Information given below:

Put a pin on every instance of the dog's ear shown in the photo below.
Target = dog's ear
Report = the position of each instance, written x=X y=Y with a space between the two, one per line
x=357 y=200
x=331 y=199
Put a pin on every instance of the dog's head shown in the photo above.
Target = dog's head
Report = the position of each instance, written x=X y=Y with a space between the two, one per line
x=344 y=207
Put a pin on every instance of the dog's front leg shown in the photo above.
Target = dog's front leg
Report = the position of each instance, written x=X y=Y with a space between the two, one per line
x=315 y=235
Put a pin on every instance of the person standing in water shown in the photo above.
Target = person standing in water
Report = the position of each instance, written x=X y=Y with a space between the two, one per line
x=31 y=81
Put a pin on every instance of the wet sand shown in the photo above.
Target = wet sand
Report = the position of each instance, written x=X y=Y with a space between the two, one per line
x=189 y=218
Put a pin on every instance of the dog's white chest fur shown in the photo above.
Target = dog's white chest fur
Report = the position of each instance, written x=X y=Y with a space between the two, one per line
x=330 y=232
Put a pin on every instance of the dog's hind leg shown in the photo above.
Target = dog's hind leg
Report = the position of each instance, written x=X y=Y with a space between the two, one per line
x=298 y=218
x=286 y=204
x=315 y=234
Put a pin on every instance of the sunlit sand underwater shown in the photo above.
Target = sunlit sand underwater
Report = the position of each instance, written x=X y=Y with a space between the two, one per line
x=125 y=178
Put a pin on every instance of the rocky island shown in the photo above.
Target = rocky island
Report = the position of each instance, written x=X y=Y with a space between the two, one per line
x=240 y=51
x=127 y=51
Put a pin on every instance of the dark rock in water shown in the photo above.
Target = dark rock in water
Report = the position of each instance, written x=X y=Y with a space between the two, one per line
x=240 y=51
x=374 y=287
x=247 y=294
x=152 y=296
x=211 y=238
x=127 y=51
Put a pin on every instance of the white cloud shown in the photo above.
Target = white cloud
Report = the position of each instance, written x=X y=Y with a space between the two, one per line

End of Information given.

• _Exercise aim_: Throughout the material above, count each line holding "sunlit" and answer with the total alone.

• _Answer area_: 2